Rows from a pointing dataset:
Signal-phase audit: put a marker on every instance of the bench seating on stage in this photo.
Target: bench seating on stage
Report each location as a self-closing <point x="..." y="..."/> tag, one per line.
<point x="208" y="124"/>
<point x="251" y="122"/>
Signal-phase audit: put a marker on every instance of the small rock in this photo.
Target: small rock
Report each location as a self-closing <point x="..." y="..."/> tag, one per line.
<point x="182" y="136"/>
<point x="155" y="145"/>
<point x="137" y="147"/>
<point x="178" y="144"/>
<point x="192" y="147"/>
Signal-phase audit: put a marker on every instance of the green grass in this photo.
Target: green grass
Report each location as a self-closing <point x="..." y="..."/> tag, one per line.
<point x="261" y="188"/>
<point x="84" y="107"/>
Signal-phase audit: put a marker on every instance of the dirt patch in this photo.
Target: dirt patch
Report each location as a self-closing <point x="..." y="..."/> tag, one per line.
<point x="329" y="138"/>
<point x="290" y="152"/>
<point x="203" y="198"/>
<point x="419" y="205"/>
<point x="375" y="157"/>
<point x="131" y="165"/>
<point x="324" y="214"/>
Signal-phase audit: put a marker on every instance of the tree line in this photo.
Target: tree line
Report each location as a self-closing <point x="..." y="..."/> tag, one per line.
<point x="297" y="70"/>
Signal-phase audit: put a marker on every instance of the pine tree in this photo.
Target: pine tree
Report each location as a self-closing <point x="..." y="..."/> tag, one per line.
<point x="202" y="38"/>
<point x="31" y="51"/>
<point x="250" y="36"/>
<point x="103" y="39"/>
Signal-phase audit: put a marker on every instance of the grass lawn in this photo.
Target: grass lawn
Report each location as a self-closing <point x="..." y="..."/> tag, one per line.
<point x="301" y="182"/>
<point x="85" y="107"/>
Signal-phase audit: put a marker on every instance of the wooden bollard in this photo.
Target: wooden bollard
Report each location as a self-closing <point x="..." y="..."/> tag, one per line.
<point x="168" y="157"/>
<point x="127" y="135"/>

## OBJECTIVE:
Rewrite all the items above, swapping each "marker" for "pin" and changing nothing else.

## RESPONSE:
Signal-phase audit: put a pin on every instance of the bench seating on stage in this photo.
Target: bench seating on stage
Report each location as a self-closing <point x="..." y="..."/> tag, one per line.
<point x="208" y="124"/>
<point x="251" y="122"/>
Signal-phase audit: put a pin on every instance of the small rock in this photo.
Target: small rock
Report each location as a self-closing <point x="..." y="..."/> tag, one per line.
<point x="182" y="136"/>
<point x="155" y="145"/>
<point x="137" y="147"/>
<point x="178" y="144"/>
<point x="192" y="147"/>
Signal-phase audit: put a pin on every instance of the green grass in this photo.
Target: green grass
Report each location as a self-closing <point x="..." y="..."/> tag, one per line.
<point x="261" y="188"/>
<point x="84" y="107"/>
Signal-phase audit: put a pin on every instance of the dirt patch in this photo.
Target: dirt patch
Report each location as a self-closing <point x="..." y="..."/> tag, one per line.
<point x="329" y="138"/>
<point x="290" y="152"/>
<point x="203" y="198"/>
<point x="419" y="205"/>
<point x="375" y="157"/>
<point x="131" y="165"/>
<point x="324" y="214"/>
Signal-phase audit: put a pin on every instance of the tree line in this photo.
Target: tree line
Report each location as a self-closing <point x="..." y="..."/> tag, one per line.
<point x="297" y="70"/>
Signal-phase audit: put a pin on every instance of the pine tree in this photo.
Target: pine tree
Report each location as a self-closing <point x="..." y="..."/> tag, one per line.
<point x="202" y="38"/>
<point x="31" y="51"/>
<point x="250" y="36"/>
<point x="103" y="39"/>
Signal-phase audit: put a pin on every instance of the grass lawn in this photo.
Target: grass lawn
Report each location as a self-closing <point x="..." y="..."/> tag, one per line.
<point x="301" y="182"/>
<point x="85" y="107"/>
Signal-phase audit: put a pin on every instance of the wooden bollard in this photo.
Target: wooden bollard
Report each location as a self-closing <point x="..." y="..."/> tag, one per line.
<point x="168" y="157"/>
<point x="127" y="135"/>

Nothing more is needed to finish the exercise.